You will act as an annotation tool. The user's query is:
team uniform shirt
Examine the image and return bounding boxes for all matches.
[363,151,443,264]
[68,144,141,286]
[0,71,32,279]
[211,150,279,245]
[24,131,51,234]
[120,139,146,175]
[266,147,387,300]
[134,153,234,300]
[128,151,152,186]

## Brief
Print the entries exactly.

## Reply to the exercise
You will act as an annotation tool. The user's query is:
team uniform shirt
Examine the image and return bounding boxes for all matches.
[363,151,443,264]
[68,144,141,286]
[0,71,32,279]
[211,150,279,245]
[24,131,51,234]
[120,139,146,175]
[266,147,387,300]
[134,153,234,300]
[128,151,152,186]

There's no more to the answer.